◆ EXERCISE OBJECTIVE:
Images in the entries are to be skipped, and everything else is to be written out exactly.
═══
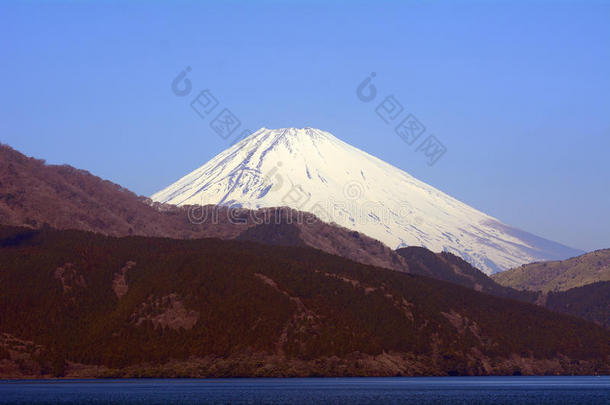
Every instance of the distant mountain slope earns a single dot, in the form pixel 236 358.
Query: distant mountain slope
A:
pixel 33 193
pixel 75 303
pixel 312 170
pixel 559 275
pixel 449 267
═══
◆ EXPECTED ANSWER:
Every instance of the distant mountain slope earns a single dot, in the form pixel 236 358.
Query: distant mountain slope
A:
pixel 33 193
pixel 75 303
pixel 312 170
pixel 559 275
pixel 449 267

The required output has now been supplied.